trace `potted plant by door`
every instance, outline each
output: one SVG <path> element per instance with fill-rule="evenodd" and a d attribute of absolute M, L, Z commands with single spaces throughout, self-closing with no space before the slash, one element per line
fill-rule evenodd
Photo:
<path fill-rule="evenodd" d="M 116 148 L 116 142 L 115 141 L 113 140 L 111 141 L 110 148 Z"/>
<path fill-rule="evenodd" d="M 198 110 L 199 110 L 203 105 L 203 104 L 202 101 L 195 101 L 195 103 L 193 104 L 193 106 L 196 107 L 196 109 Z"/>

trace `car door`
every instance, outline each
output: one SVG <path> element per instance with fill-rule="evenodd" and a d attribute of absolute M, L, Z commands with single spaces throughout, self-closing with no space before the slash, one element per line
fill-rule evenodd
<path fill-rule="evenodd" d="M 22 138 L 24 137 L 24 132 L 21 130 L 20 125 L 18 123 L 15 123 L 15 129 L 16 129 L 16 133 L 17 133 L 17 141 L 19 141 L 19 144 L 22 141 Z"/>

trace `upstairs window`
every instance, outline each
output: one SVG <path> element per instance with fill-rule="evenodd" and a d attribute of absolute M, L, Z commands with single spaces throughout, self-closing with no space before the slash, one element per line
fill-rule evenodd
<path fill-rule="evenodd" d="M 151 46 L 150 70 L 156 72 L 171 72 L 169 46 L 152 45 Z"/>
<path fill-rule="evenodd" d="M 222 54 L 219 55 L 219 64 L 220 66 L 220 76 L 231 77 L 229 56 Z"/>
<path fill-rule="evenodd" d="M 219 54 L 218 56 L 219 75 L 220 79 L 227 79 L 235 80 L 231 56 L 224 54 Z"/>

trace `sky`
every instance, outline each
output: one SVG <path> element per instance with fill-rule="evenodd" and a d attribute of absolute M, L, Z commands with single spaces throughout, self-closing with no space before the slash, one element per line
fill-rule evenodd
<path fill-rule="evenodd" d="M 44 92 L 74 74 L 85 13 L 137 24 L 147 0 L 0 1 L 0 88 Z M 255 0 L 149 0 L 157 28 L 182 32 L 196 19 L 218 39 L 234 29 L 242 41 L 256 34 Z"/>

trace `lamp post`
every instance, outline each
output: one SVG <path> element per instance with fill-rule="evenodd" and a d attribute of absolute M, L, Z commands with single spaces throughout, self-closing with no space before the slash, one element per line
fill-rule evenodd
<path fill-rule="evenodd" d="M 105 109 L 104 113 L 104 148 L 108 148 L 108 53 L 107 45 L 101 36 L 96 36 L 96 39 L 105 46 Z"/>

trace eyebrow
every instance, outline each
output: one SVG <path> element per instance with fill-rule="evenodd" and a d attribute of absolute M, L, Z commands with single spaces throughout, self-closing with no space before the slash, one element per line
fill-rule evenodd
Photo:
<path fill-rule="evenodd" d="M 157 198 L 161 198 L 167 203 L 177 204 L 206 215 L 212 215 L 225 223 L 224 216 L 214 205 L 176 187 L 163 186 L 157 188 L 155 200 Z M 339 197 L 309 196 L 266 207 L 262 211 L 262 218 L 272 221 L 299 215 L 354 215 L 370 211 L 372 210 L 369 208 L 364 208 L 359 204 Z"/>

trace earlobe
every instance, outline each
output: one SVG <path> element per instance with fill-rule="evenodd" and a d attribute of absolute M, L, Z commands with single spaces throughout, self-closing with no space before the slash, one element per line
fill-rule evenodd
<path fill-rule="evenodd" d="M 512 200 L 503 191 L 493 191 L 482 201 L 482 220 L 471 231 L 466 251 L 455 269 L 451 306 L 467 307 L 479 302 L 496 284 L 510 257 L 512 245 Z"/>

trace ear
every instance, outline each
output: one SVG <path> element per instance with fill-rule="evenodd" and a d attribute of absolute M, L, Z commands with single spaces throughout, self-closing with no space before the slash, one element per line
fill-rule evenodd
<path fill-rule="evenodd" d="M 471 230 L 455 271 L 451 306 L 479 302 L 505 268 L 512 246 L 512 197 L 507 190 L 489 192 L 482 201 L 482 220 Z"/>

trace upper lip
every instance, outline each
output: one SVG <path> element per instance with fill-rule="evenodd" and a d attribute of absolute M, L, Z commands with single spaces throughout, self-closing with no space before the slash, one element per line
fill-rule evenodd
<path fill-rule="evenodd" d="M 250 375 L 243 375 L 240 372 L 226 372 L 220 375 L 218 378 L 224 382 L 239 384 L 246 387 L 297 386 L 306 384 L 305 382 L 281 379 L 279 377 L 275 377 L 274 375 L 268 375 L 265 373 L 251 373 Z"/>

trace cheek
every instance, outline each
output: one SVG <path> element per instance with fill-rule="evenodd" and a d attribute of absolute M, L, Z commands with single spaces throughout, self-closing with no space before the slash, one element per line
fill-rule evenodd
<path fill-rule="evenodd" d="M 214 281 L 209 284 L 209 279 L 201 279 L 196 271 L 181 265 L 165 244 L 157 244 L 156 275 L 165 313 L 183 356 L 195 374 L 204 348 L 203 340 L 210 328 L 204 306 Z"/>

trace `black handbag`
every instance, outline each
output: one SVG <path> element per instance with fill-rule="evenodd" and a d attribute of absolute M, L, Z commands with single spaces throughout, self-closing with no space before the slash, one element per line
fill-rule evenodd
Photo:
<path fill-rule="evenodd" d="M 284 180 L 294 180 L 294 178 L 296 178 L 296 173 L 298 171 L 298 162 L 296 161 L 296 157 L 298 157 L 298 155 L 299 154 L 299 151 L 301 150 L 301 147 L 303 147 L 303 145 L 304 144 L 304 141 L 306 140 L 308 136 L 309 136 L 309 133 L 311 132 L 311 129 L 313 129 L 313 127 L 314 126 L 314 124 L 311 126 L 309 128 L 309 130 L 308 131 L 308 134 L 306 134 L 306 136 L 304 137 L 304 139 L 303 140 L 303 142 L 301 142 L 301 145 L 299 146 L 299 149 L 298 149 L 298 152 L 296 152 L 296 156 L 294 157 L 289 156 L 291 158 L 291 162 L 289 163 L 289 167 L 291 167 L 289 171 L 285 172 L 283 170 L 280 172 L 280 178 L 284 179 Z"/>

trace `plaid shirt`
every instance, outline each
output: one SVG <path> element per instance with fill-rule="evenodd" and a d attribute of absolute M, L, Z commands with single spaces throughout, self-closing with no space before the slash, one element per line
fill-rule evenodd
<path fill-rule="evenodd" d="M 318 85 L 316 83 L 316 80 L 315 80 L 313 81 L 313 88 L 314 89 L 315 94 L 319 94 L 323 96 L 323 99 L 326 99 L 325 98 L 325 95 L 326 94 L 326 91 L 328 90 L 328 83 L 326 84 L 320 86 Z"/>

▶ [What is expected] Quote all of the lines above word for word, without changing anything.

▶ [The output]
trace `potted plant by door`
every instance, outline each
output: one SVG <path> element per instance with fill-rule="evenodd" and a d attribute of absolute M, L, Z commands with single spaces throughout, self-closing with no space before the slash, one element per line
fill-rule evenodd
Photo:
<path fill-rule="evenodd" d="M 116 148 L 116 142 L 115 141 L 113 140 L 111 141 L 110 148 Z"/>
<path fill-rule="evenodd" d="M 198 110 L 199 110 L 203 105 L 203 104 L 202 101 L 195 101 L 195 103 L 193 104 L 193 106 L 196 107 L 196 109 Z"/>

trace `car door`
every instance, outline each
output: one SVG <path> element per instance with fill-rule="evenodd" and a d attribute of absolute M, L, Z commands with single spaces throughout, self-closing with no space before the slash, one element per line
fill-rule evenodd
<path fill-rule="evenodd" d="M 22 138 L 24 137 L 24 132 L 21 130 L 20 125 L 18 123 L 15 123 L 15 129 L 16 129 L 16 133 L 17 133 L 17 141 L 19 141 L 19 144 L 22 141 Z"/>

trace `upstairs window`
every instance, outline each
output: one SVG <path> element per instance with fill-rule="evenodd" and a d attribute of absolute M, L, Z commands with single spaces throughout, self-closing with no space before the slash, one element per line
fill-rule evenodd
<path fill-rule="evenodd" d="M 151 46 L 150 70 L 156 72 L 171 72 L 169 46 L 152 45 Z"/>
<path fill-rule="evenodd" d="M 222 54 L 219 55 L 219 64 L 220 66 L 220 76 L 231 77 L 229 56 Z"/>
<path fill-rule="evenodd" d="M 219 54 L 218 56 L 219 75 L 220 79 L 227 79 L 235 80 L 231 56 L 224 54 Z"/>

trace `sky`
every instance, outline each
output: one SVG <path> element per instance with fill-rule="evenodd" and a d attribute of absolute M, L, Z commands with single spaces throughout, self-closing with no space before the slash, one element per line
fill-rule evenodd
<path fill-rule="evenodd" d="M 44 92 L 74 74 L 85 13 L 137 24 L 147 0 L 0 1 L 0 88 Z M 255 0 L 149 0 L 157 28 L 182 32 L 196 19 L 218 39 L 234 29 L 242 41 L 256 34 Z"/>

trace `lamp post`
every instance, outline each
output: one SVG <path> element per instance with fill-rule="evenodd" and a d attribute of absolute M, L, Z commands with single spaces throughout, self-closing with no space before the slash, one element per line
fill-rule evenodd
<path fill-rule="evenodd" d="M 105 109 L 104 113 L 104 148 L 108 148 L 108 53 L 107 45 L 101 36 L 96 36 L 96 39 L 105 46 Z"/>

trace eyebrow
every instance, outline each
output: one SVG <path> element per instance with fill-rule="evenodd" and a d attribute of absolute M, L, Z commands with single spaces throughout, self-closing with no space before the slash, one element per line
fill-rule evenodd
Photo:
<path fill-rule="evenodd" d="M 157 198 L 161 198 L 167 203 L 177 204 L 206 215 L 212 215 L 225 223 L 224 216 L 214 205 L 176 187 L 163 186 L 157 188 L 155 200 Z M 339 197 L 309 196 L 266 207 L 262 211 L 262 218 L 272 221 L 299 215 L 354 215 L 370 211 L 372 210 L 369 208 L 364 208 L 359 204 Z"/>

trace earlobe
every instance, outline each
output: one SVG <path> element per instance with fill-rule="evenodd" and a d attribute of absolute M, L, Z commands with single spaces throughout, self-closing with no space before the slash, one element per line
fill-rule evenodd
<path fill-rule="evenodd" d="M 512 200 L 503 191 L 493 191 L 482 201 L 482 220 L 471 231 L 466 251 L 455 269 L 451 306 L 467 307 L 479 302 L 496 284 L 510 257 L 512 245 Z"/>

trace ear
every instance, outline each
output: one SVG <path> element per instance with fill-rule="evenodd" and a d attribute of absolute M, L, Z commands with single spaces throughout, self-closing with no space before the slash, one element per line
fill-rule evenodd
<path fill-rule="evenodd" d="M 471 230 L 455 271 L 451 306 L 479 302 L 505 268 L 512 246 L 512 197 L 507 190 L 489 192 L 482 201 L 482 220 Z"/>

trace upper lip
every instance, outline each
output: one SVG <path> element per instance with fill-rule="evenodd" and a d attribute of absolute M, L, Z commands with single spaces throughout, self-closing with no space before the slash, one element per line
fill-rule evenodd
<path fill-rule="evenodd" d="M 250 375 L 243 375 L 240 372 L 226 372 L 220 375 L 218 378 L 224 382 L 239 384 L 246 387 L 297 386 L 306 384 L 305 382 L 281 379 L 279 377 L 275 377 L 274 375 L 268 375 L 265 373 L 251 373 Z"/>

trace cheek
every instance, outline each
output: one SVG <path> element per instance with fill-rule="evenodd" and a d attribute of absolute M, L, Z commands with single spaces throughout, self-closing with no space before the slash, one element per line
fill-rule evenodd
<path fill-rule="evenodd" d="M 214 281 L 209 284 L 209 279 L 201 279 L 196 271 L 181 265 L 165 244 L 157 244 L 156 275 L 165 313 L 183 356 L 195 374 L 204 348 L 203 340 L 210 328 L 204 306 Z"/>

trace `black handbag`
every instance, outline each
output: one SVG <path> element per instance with fill-rule="evenodd" and a d attribute of absolute M, L, Z commands with single spaces throughout, self-closing with no space before the slash, one element per line
fill-rule evenodd
Photo:
<path fill-rule="evenodd" d="M 284 180 L 294 180 L 294 178 L 296 178 L 296 173 L 298 171 L 298 162 L 296 161 L 296 157 L 298 157 L 298 155 L 299 154 L 299 151 L 301 150 L 301 147 L 303 147 L 303 145 L 304 144 L 304 141 L 306 140 L 308 136 L 309 136 L 309 133 L 311 132 L 311 129 L 313 129 L 313 127 L 314 126 L 314 124 L 311 126 L 309 128 L 309 130 L 308 131 L 308 134 L 306 134 L 306 136 L 304 137 L 304 139 L 303 140 L 303 142 L 301 142 L 301 145 L 299 146 L 299 149 L 298 149 L 298 152 L 296 152 L 296 156 L 294 157 L 289 156 L 291 158 L 291 162 L 289 163 L 289 167 L 291 167 L 289 171 L 285 172 L 283 170 L 280 172 L 280 178 L 284 179 Z"/>

trace `plaid shirt`
every instance, outline each
output: one SVG <path> element per instance with fill-rule="evenodd" and a d attribute of absolute M, L, Z commands with single spaces throughout, self-closing with no space before the slash, one element per line
fill-rule evenodd
<path fill-rule="evenodd" d="M 318 85 L 316 83 L 316 80 L 315 80 L 313 81 L 313 88 L 314 89 L 315 94 L 319 94 L 323 96 L 323 99 L 326 99 L 325 98 L 325 95 L 326 94 L 326 91 L 328 90 L 328 83 L 326 84 L 320 86 Z"/>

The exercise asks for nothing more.